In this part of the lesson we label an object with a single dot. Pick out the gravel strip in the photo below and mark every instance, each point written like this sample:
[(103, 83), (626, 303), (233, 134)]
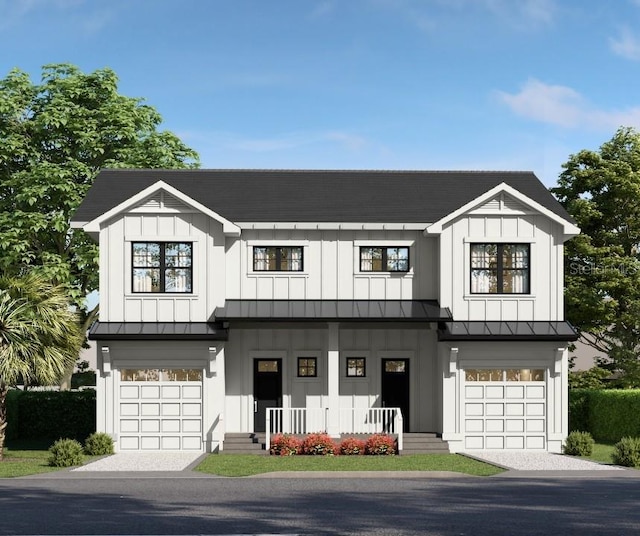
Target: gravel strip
[(538, 461), (143, 461)]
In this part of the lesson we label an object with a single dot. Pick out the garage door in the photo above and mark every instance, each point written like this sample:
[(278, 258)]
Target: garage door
[(504, 409), (160, 409)]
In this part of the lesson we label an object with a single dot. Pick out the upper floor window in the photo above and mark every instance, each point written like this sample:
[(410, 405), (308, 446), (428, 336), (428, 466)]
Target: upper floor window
[(500, 268), (162, 266), (384, 259), (277, 259)]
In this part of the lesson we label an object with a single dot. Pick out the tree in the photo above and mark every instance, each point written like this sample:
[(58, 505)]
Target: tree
[(54, 138), (40, 336), (601, 190)]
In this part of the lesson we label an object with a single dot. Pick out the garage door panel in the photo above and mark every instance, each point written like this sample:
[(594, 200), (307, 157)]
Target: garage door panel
[(535, 391), (129, 443), (535, 410), (505, 412), (130, 410), (148, 409), (474, 391), (150, 443), (494, 391), (191, 391), (474, 442), (160, 415), (150, 392), (171, 425), (514, 442), (129, 425), (171, 410), (192, 410), (170, 391), (495, 425), (474, 425), (150, 425), (515, 392), (129, 391), (515, 409), (515, 425)]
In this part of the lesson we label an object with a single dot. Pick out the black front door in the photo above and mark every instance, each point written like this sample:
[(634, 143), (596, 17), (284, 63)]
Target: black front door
[(395, 387), (267, 390)]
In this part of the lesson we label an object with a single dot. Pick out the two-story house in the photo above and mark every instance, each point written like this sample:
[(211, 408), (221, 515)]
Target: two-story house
[(340, 301)]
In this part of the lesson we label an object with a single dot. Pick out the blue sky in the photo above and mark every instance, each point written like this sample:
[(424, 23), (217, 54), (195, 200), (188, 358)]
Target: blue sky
[(356, 84)]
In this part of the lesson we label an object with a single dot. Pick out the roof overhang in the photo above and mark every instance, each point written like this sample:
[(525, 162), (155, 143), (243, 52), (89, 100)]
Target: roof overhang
[(331, 311), (569, 229), (93, 227), (167, 331), (507, 331)]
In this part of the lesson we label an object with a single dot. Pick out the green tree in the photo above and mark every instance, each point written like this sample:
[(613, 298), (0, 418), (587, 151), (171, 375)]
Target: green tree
[(40, 335), (601, 190), (54, 138)]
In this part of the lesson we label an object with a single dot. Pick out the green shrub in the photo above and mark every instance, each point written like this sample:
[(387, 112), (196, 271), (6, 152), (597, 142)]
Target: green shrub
[(49, 415), (285, 445), (579, 444), (351, 446), (65, 453), (626, 452), (380, 445), (98, 444), (319, 444)]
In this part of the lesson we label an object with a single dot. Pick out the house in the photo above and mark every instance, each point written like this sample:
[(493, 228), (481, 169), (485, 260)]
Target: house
[(241, 301)]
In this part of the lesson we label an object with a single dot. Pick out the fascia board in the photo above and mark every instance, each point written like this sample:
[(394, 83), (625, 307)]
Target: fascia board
[(228, 227), (569, 229)]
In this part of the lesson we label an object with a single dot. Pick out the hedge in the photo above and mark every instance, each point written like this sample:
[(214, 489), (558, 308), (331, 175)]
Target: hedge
[(607, 414), (50, 415)]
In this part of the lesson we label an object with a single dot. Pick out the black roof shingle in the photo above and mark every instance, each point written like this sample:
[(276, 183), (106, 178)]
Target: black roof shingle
[(317, 195)]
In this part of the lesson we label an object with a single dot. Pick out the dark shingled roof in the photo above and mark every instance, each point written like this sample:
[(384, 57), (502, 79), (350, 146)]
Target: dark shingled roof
[(317, 196)]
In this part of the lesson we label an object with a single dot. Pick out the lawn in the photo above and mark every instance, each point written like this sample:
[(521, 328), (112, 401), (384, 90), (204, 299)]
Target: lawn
[(247, 465)]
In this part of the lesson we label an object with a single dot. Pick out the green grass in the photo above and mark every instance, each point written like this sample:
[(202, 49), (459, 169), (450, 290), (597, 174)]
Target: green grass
[(247, 465), (25, 462)]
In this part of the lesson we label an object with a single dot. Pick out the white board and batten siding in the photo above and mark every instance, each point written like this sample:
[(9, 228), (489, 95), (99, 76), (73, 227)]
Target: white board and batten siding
[(331, 268), (506, 223), (117, 301)]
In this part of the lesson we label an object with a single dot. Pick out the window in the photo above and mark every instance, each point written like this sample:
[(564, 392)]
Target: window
[(277, 259), (500, 268), (499, 375), (161, 375), (162, 266), (307, 367), (383, 259), (356, 367)]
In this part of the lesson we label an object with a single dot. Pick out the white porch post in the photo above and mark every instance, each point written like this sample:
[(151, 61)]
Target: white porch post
[(333, 380)]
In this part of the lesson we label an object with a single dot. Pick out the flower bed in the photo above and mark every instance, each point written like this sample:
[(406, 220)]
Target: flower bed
[(321, 444)]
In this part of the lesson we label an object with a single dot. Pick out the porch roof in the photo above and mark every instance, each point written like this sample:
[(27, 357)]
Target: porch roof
[(141, 331), (507, 331), (332, 310)]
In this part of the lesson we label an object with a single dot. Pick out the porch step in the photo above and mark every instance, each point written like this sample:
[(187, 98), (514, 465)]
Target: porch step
[(244, 443), (424, 443)]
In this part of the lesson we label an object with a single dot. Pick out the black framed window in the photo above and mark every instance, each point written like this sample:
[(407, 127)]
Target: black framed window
[(500, 268), (384, 259), (277, 259), (356, 367), (307, 367), (162, 267)]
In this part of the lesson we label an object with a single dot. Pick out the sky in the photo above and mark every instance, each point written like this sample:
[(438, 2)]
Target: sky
[(355, 84)]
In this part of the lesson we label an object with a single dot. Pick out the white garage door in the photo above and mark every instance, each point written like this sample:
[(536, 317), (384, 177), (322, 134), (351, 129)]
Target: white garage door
[(504, 409), (160, 409)]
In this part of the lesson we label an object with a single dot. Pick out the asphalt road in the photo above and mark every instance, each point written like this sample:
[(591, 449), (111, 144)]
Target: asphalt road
[(321, 506)]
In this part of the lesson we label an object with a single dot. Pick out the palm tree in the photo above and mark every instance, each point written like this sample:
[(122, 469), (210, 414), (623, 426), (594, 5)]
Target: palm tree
[(40, 335)]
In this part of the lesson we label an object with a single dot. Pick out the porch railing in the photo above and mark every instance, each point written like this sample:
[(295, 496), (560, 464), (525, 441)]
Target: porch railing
[(351, 421)]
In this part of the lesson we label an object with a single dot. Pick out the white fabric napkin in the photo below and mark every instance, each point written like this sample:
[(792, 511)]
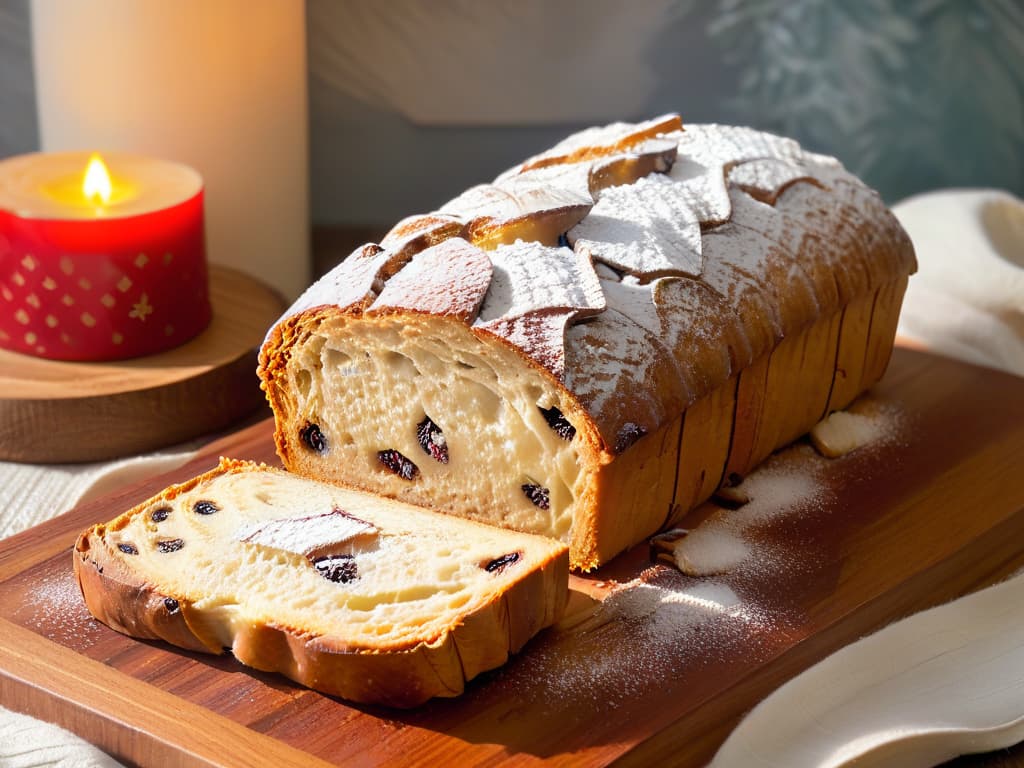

=-=-=-=-=

## [Set task]
Rewrite all the records above with "sample" changed to "template" and everything else left as it is, leaving out the pictures.

## [Exercise solution]
In this part of the lesson we label an object with a single dot. Pick out the gravel strip in the photo below and mark every instance, each point written like this template:
[(103, 83), (626, 303), (233, 134)]
Target: gravel strip
[(538, 461), (143, 461)]
In this part of the lesson we label an object with a single dot. Pick out the garage door in the photo above and mark every instance, each point written like this template:
[(278, 258)]
Target: garage door
[(504, 409), (160, 409)]
In this part of the lesson we label an object with a single dot. Pick out the upper floor window in the photo above and mark every instance, each point written like this template:
[(410, 405), (308, 446), (428, 336), (428, 466)]
Target: upper floor window
[(500, 268), (162, 266), (384, 259), (277, 259)]
In this part of the lesson we label an object with a single dot. Pick out the tree in the photo above and mark every instance, each point written like this template:
[(58, 505)]
Target: tree
[(54, 138), (40, 336), (601, 190)]
In this part of the lesson we label an object with a single dot. Pick out the garage door panel in the photo above and mark every instance, each point written like this template:
[(594, 200), (307, 157)]
Target: garage door panel
[(535, 391), (129, 443), (535, 410), (505, 412), (130, 410), (148, 409), (474, 391), (150, 443), (494, 391), (191, 391), (474, 442), (160, 415), (150, 392), (171, 425), (514, 442), (129, 425), (171, 410), (192, 410), (170, 391), (495, 425), (474, 425), (150, 425), (515, 392), (129, 391), (515, 409), (515, 425)]
In this part of the lesson we label an object with a single dot. Pick out the black front door in the photo above and mark every instance, each point written like this template:
[(634, 143), (596, 17), (284, 63)]
Target: black front door
[(395, 387), (267, 390)]
In this part of the lesson we label an object with a single dot. Pick out the two-story house in the photo above and mark every instance, each point written like this template:
[(211, 408), (221, 515)]
Target: two-story house
[(340, 301)]
In this part of the lesson we label an object with a single dot. Pick out the blue sky in the photo above and mark every instance, each point written like this template:
[(424, 23), (217, 54), (195, 200), (188, 358)]
Target: blue sky
[(356, 84)]
In this part of the lesson we label an object with a single dot. Pick out the roof overhang in the photo above and mark every instance, each point written like this template:
[(525, 162), (155, 143), (243, 52), (89, 100)]
Target: roof overhang
[(331, 311), (569, 229), (93, 227), (167, 331), (507, 331)]
In this part of the lesson we label an object with a single dot. Pick out the green tree in the photo above and mark every instance, each point written like this template:
[(613, 298), (0, 418), (587, 151), (171, 375)]
Target: green tree
[(40, 335), (601, 190), (54, 138)]
In this part of the lesson we label an object with a single dot. Pick out the green shrub in the photo above and mark every instance, each point written like this template:
[(387, 112), (196, 271), (6, 152), (597, 142)]
Target: green shrub
[(49, 415), (285, 445), (579, 444), (351, 446), (65, 453), (626, 452), (380, 445), (98, 444), (319, 444)]
In this part of the lesson we label an object with a single dot. Pick out the house in the photo above and mark every instance, each point written like this template:
[(493, 228), (481, 169), (485, 260)]
Target: house
[(241, 301)]
In this part of the lesson we label an object with a single dot. Pick out the fascia board in the photo above and mark every instance, each point written like this template:
[(394, 83), (625, 307)]
Target: fascia board
[(228, 227), (569, 229)]
In this part of the lesson we label an object with a single dot. Pick out the hedge in the photo above and mark every instance, each point written like this template:
[(214, 489), (558, 308), (331, 175)]
Target: hedge
[(607, 414), (50, 415)]
In this part of the lesson we label an object with a single dot. Pick out the black roof shingle in the photo above and mark every instance, each point written like this template:
[(276, 183), (106, 178)]
Target: black roof shingle
[(317, 195)]
In this part of the lesson we label an object with a single dot. Pick out the dark shingled roof in the photo above and mark every instance, each point written like this template:
[(384, 57), (502, 79), (350, 146)]
Target: dark shingled roof
[(317, 196)]
In this part of the lesson we label an object with a single dot. Pick out the lawn in the photo above and mark every instance, each point written like this template:
[(521, 328), (112, 401), (384, 90), (204, 299)]
Target: lawn
[(247, 465)]
In this part of the lesson we label an object with a single dot. Pick out the green grass in the photo above and mark every instance, each point written like this template:
[(202, 49), (459, 169), (450, 290), (597, 174)]
Target: green grass
[(247, 465), (25, 462)]
In this part of the lesson we label an object with a single dot. Pick out the white board and batten siding in the photo above and mark every instance, each point written like this template:
[(9, 228), (489, 95), (99, 76), (73, 227)]
Target: white board and batten siding
[(331, 268), (506, 223), (117, 301)]
In this part of the lesson we label an object with a single dot. Pick out the window in the photo above and mark every instance, each point written like this template:
[(564, 392)]
Target: window
[(277, 259), (500, 268), (499, 375), (161, 375), (162, 266), (307, 367), (383, 259), (356, 367)]
In this part of the lesson we label an object with a single dot. Pick out the white porch post in the photo above and mark every instance, each point written like this template:
[(151, 61)]
Target: white porch post
[(333, 380)]
In this part of the lesson we label an object with a single dot. Pick out the flower bed in the photo above and mark every instance, each point written like this template:
[(406, 220)]
Target: flower bed
[(321, 444)]
In this part of the lesson we label an object with a single dot. Pick out the porch roof in the photo above and mark every instance, each point written like this template:
[(27, 357)]
Target: porch roof
[(141, 331), (507, 331), (332, 310)]
In this part of the lesson we label an object with a single dot. Pick out the porch step in the photo above and mark every instance, each point written like this template:
[(187, 98), (514, 465)]
Target: porch step
[(244, 443), (424, 443)]
In this part of the lesson we label an object with a single dot. Pick out the black framed window in the photo above and mark every instance, each point written like this template:
[(407, 127)]
Target: black framed window
[(500, 268), (384, 259), (277, 259), (356, 367), (307, 367), (162, 267)]
In this part of the lesson we label an object with a single dot. Pick out the sky in the photo above and mark every instance, each point written like this template:
[(438, 2)]
Target: sky
[(355, 84)]
In this part of the lesson we label an object with a single dot. Pick out the white garage door in the photo above and mark every instance, each point written like this template:
[(536, 317), (384, 177), (322, 134), (351, 129)]
Target: white garage door
[(504, 409), (160, 409)]
In this part of the lesson we label an object with a single dot. Pick out the asphalt road in the photo above and mark every instance, each point written like this template:
[(591, 449), (111, 144)]
Target: asphalt road
[(321, 506)]
In this part of the lesson we label an object with a single dot. Pick out the palm tree in the photo above and mark every instance, each point written like this template:
[(122, 469), (210, 414), (623, 426), (594, 5)]
Target: palm tree
[(40, 335)]
In this part of the lesson we label an object with a single dot. Pick out the porch railing in the photo above and mark every instance, each point written like this template:
[(295, 496), (560, 464), (525, 441)]
Target: porch railing
[(351, 421)]
In this part of the lesson we label an object with a single dot. Pick out the white fabric napkin in the photo below and mark every instance, each point written like this template:
[(792, 511)]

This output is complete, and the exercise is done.